WORK REQUIRED: Could you retype the records below exactly as they appear, skipping any pictures?
--- SOURCE DATA ---
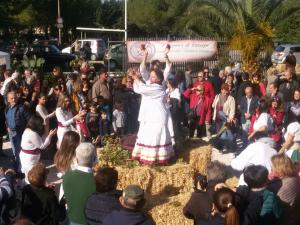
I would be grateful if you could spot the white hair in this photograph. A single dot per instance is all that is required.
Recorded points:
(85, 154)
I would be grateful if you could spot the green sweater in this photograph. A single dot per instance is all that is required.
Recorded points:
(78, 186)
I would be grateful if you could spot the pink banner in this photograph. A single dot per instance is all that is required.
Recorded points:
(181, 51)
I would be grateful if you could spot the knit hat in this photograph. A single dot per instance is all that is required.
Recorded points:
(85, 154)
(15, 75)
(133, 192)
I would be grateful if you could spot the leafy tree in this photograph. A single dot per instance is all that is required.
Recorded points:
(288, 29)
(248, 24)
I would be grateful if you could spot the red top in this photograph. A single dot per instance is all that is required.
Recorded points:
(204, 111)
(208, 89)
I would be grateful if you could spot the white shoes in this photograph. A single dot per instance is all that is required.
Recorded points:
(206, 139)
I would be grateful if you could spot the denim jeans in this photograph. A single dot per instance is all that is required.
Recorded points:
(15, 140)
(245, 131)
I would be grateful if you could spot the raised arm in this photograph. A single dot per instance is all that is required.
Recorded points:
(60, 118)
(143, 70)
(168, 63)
---
RESPONSE:
I would be grateful if you could spot the white hair in this photograph. A single dot per instance is all that is required.
Recorded points:
(85, 154)
I would be grateful if you could spot the green sweater in this photograph. A single dot per instance is all that is required.
Recorded points:
(78, 186)
I would be grateful if you could spot the pink banner in this photograph. A single dot per instance is all that is required.
Recorded points:
(181, 51)
I would be grateful if you could spot the knit hat in this photograph. A single dot per instance is all that is required.
Recorded points:
(85, 154)
(15, 75)
(133, 192)
I would be grateful if you could spot the leafy tree in this photograph. A single dot per instance is all that is required.
Recorded points:
(288, 29)
(248, 24)
I would be grateful if you could spot the red top in this photograph. A single dot per instance is all that is required.
Recorded points:
(204, 111)
(208, 89)
I would be grateful if you could spot the white shoes in this photograph. A single dot per instance is all that is required.
Recorded points:
(206, 139)
I would be grateful if you could spot the denim jeans in this photograph. A single dot per instance is all that is required.
Recorded points:
(15, 140)
(245, 131)
I would be grateful if you could spot the raised arm in this photograph. A single dot per instance is all that is required.
Recorded points:
(60, 118)
(143, 70)
(168, 63)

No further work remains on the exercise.